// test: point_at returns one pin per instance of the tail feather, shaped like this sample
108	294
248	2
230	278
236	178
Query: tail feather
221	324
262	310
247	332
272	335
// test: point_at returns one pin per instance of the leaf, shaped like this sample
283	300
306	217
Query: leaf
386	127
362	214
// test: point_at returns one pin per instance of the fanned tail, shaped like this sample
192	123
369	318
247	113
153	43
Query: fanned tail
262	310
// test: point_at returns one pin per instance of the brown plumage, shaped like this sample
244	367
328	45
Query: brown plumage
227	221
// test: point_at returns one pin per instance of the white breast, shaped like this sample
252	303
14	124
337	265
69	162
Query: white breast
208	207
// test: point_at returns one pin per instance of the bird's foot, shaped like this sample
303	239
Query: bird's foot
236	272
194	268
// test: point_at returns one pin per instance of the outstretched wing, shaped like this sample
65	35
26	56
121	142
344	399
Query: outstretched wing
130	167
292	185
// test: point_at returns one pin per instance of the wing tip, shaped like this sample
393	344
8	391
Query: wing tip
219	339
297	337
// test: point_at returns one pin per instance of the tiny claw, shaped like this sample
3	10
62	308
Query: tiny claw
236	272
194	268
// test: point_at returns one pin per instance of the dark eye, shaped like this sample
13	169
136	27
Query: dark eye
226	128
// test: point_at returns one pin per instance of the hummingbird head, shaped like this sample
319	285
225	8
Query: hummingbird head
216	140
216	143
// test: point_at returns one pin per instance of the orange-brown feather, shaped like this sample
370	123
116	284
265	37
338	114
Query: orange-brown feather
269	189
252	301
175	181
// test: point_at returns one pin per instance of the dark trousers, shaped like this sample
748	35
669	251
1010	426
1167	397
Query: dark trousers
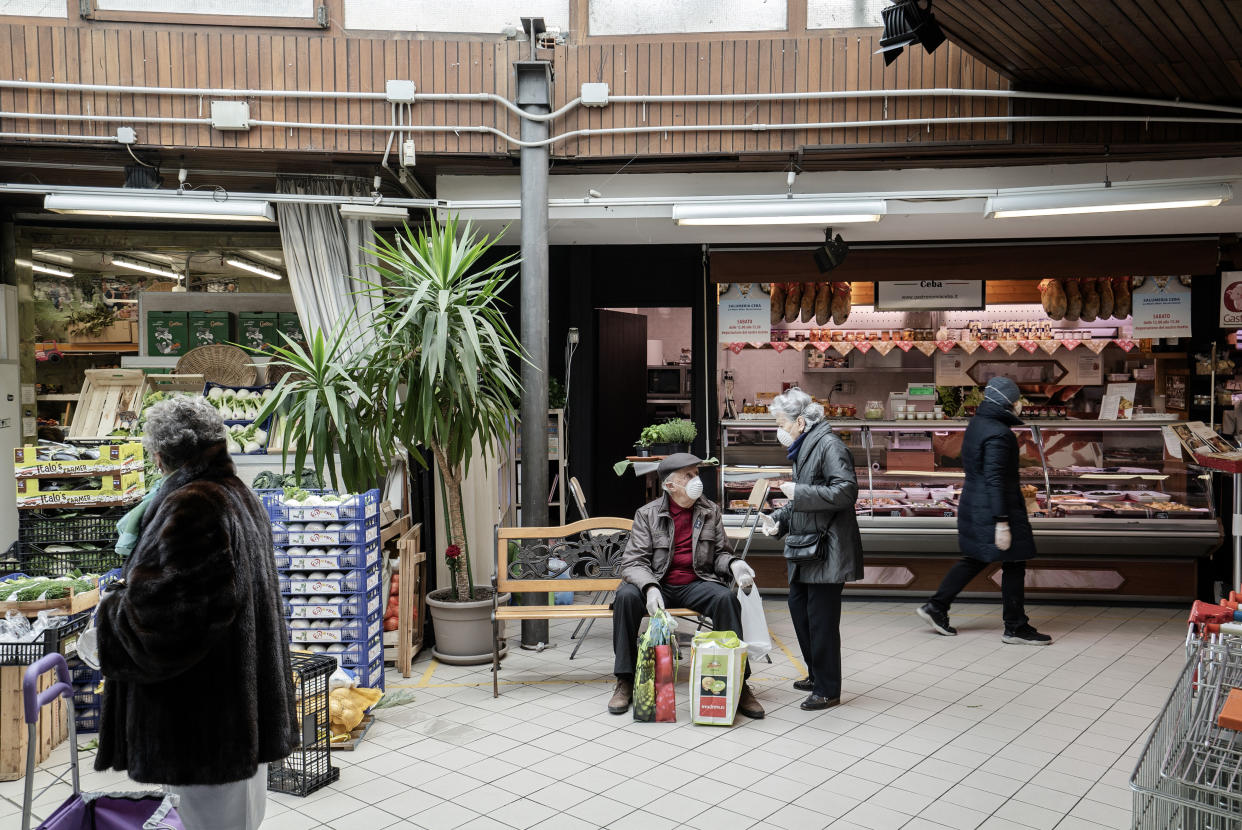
629	608
816	614
1012	589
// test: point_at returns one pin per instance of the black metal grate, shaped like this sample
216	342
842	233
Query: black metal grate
309	767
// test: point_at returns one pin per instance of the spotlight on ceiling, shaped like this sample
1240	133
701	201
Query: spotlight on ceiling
831	254
906	24
253	269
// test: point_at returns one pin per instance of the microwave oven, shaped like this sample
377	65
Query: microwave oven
668	382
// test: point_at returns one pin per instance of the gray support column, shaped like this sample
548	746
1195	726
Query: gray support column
534	95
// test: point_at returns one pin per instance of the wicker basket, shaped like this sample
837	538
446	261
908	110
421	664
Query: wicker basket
222	364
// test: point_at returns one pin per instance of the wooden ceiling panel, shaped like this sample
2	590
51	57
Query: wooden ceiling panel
1163	49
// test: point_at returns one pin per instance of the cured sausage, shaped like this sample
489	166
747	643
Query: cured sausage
810	293
778	302
1107	298
1091	300
793	301
824	303
1052	295
1073	301
840	302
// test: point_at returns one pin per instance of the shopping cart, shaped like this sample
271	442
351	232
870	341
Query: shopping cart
1190	773
142	810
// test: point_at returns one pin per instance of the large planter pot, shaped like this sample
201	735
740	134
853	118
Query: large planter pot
463	630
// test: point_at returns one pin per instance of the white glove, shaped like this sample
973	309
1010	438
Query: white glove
768	524
744	574
1004	539
655	600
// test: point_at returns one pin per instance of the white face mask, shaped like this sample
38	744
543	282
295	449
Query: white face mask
694	488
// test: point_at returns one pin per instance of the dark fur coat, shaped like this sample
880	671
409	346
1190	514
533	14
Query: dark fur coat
194	650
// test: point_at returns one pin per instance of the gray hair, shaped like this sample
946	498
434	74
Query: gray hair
181	429
795	404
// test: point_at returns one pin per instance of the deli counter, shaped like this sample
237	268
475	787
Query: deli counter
1114	513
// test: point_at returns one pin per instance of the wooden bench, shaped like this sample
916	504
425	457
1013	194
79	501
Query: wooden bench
591	551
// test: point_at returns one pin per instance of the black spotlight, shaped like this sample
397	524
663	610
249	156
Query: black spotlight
831	254
906	24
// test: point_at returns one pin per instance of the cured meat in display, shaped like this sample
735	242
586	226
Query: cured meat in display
840	302
1091	300
1107	298
810	292
778	302
1073	301
1052	295
824	303
793	301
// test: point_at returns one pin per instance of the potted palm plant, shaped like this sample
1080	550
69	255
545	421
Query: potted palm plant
442	374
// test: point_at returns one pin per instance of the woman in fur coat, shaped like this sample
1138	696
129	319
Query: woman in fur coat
198	688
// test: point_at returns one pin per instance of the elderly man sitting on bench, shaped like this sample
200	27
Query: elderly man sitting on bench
677	554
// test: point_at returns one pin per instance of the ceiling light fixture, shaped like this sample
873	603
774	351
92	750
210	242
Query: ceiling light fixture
375	213
145	267
253	269
170	206
906	24
1106	200
42	267
785	211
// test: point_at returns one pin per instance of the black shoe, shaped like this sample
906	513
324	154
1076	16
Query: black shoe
938	620
816	702
1026	635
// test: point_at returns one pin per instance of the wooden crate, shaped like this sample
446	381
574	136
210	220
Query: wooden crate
14	733
109	399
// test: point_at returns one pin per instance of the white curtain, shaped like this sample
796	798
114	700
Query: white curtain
324	259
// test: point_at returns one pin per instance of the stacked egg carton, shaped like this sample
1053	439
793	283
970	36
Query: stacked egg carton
328	557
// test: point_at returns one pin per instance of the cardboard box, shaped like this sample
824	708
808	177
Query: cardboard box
210	328
256	331
168	333
912	460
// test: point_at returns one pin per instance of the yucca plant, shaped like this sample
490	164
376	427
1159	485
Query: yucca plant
452	354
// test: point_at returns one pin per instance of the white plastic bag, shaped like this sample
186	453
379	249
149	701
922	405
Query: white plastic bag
754	624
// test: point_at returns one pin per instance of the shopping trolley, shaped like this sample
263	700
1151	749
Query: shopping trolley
140	810
1190	773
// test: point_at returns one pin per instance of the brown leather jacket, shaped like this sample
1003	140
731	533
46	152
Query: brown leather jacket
648	552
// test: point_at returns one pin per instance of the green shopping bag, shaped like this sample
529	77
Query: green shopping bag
718	662
656	672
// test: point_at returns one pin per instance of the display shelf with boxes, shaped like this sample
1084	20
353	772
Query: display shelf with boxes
1113	511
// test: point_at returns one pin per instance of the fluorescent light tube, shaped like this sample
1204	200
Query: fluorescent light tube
1106	200
253	269
152	206
785	211
145	267
375	213
40	267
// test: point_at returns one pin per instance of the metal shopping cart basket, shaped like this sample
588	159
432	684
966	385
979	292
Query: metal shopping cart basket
1190	773
142	810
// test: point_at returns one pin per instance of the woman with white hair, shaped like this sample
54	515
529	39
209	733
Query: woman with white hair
822	544
198	688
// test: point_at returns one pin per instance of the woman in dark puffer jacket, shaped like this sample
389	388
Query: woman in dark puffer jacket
991	517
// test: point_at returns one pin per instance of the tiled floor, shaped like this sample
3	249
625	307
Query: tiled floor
933	733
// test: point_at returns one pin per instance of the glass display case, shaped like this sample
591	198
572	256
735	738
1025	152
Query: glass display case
1098	493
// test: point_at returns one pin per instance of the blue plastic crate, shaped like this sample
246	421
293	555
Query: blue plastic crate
349	605
340	582
358	556
349	533
354	507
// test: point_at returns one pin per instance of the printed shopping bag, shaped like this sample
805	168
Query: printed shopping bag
754	624
656	674
718	662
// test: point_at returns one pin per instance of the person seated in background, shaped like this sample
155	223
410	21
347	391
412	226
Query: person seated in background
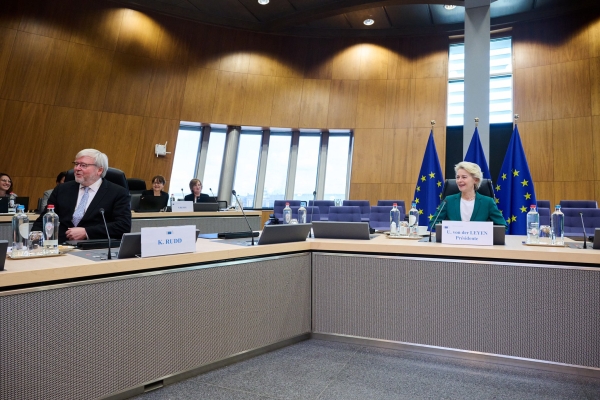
468	205
78	203
5	185
60	178
196	188
158	184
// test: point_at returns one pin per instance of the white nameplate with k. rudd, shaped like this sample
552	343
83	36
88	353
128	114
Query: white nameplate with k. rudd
468	232
168	240
182	206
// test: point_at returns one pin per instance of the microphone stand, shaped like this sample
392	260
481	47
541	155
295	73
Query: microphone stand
108	257
584	234
246	218
312	211
436	218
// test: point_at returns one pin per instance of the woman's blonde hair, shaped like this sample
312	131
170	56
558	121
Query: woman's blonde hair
472	169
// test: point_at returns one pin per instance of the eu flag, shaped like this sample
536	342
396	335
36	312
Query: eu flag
429	184
514	187
476	155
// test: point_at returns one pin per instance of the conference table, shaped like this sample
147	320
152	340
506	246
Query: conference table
72	328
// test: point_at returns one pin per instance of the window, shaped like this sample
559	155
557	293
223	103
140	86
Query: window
186	156
277	168
500	82
246	167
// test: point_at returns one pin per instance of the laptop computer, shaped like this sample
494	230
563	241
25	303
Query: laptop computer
273	234
499	234
206	207
150	204
341	230
131	245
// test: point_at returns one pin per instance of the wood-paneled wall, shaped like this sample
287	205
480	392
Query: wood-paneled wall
77	74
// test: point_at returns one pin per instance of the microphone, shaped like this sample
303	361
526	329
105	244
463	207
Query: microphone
436	217
584	234
107	235
312	210
246	218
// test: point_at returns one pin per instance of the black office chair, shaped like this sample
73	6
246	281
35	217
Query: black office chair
136	185
450	188
113	175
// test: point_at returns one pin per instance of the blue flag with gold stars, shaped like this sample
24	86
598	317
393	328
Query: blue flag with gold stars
514	187
476	155
429	184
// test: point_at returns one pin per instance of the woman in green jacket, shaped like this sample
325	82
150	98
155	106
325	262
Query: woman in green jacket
468	205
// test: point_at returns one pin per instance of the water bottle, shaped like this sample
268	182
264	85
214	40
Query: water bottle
287	213
302	213
533	225
558	226
11	203
394	220
20	233
50	227
413	220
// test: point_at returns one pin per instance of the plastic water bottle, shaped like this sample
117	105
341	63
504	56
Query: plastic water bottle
287	214
20	233
302	213
50	226
558	226
413	220
394	220
533	225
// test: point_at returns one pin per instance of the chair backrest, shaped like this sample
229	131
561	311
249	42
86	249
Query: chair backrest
113	175
544	215
312	213
400	203
345	214
591	219
279	205
543	203
578	204
450	188
380	217
323	206
136	185
365	207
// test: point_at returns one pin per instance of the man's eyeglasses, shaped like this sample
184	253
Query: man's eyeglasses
81	165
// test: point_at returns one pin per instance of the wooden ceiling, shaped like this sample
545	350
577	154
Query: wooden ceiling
345	17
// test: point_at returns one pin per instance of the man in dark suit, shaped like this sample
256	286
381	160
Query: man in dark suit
78	202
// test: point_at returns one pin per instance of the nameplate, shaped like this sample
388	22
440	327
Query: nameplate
183	206
168	240
461	232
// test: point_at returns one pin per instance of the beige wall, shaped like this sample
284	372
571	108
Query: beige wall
79	74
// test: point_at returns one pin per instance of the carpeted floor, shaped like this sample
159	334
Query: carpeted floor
317	369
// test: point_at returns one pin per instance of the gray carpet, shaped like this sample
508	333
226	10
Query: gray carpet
317	369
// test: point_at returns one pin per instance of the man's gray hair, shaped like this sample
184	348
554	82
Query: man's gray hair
100	159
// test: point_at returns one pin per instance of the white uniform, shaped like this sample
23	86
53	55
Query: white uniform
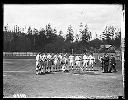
92	60
71	60
49	56
85	60
37	59
38	66
55	61
64	67
77	59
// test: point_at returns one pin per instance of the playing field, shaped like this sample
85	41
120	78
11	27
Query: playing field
19	78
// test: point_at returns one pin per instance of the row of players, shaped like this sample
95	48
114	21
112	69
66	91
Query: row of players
63	62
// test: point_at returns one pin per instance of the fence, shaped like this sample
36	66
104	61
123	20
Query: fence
96	55
19	53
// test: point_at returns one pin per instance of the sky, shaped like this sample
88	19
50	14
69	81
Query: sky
60	16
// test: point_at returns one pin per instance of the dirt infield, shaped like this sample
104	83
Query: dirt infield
19	78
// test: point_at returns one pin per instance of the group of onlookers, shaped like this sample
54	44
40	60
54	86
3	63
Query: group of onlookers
50	62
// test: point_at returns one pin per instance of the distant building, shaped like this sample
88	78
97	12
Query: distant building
107	48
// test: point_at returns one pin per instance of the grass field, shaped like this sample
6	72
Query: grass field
19	78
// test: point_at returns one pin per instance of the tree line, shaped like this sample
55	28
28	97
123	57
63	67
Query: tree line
47	39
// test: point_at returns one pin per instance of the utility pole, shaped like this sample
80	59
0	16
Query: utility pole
123	39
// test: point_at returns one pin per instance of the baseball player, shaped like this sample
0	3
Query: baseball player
71	61
77	61
37	63
85	60
49	62
92	61
64	63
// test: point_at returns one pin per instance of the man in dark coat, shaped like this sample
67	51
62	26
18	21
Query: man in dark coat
112	64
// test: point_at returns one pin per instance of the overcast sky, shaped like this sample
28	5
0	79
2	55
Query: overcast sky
60	16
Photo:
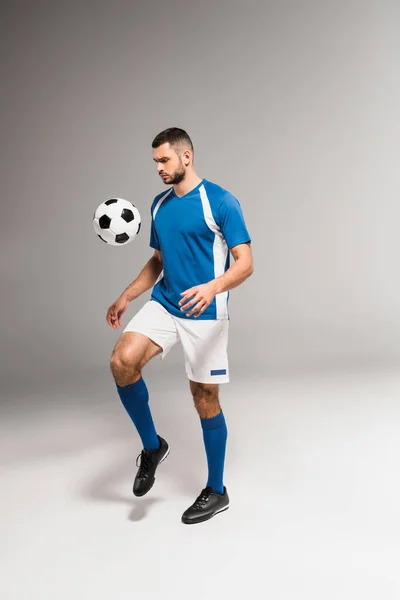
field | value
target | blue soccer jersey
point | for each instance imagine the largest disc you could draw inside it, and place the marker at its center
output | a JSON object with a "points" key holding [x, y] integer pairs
{"points": [[194, 233]]}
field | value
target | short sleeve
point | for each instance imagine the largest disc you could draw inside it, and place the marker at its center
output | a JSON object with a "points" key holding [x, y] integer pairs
{"points": [[154, 242], [231, 222]]}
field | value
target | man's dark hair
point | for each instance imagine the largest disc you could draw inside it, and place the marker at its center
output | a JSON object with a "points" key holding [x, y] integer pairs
{"points": [[178, 139]]}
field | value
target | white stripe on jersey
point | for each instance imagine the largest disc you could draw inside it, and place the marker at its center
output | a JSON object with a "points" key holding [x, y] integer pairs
{"points": [[220, 251], [157, 206]]}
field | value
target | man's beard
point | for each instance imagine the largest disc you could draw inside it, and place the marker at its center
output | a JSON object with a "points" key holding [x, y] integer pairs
{"points": [[178, 176]]}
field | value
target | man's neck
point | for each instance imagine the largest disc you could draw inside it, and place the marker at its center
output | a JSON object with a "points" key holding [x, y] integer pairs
{"points": [[187, 185]]}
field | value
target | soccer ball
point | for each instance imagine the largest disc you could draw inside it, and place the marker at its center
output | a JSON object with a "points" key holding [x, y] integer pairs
{"points": [[116, 221]]}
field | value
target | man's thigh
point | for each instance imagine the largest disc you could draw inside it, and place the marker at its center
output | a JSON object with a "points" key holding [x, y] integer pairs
{"points": [[154, 322]]}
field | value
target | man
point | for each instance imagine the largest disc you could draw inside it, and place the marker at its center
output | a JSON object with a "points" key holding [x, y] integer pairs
{"points": [[194, 225]]}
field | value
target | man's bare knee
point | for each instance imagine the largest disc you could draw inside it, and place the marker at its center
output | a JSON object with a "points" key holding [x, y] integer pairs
{"points": [[206, 398], [129, 356]]}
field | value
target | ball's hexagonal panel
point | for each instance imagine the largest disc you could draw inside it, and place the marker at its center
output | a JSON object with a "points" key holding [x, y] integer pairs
{"points": [[121, 238], [127, 215], [104, 222], [118, 225]]}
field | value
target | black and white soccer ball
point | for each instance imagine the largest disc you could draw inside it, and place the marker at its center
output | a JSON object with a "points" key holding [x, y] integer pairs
{"points": [[117, 221]]}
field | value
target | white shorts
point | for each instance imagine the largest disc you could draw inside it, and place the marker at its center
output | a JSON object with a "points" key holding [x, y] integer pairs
{"points": [[204, 342]]}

· · · ·

Task goal:
Count the lines in the preceding entries that contain the string "jersey", and state only the resulting number.

Answer to the exercise:
2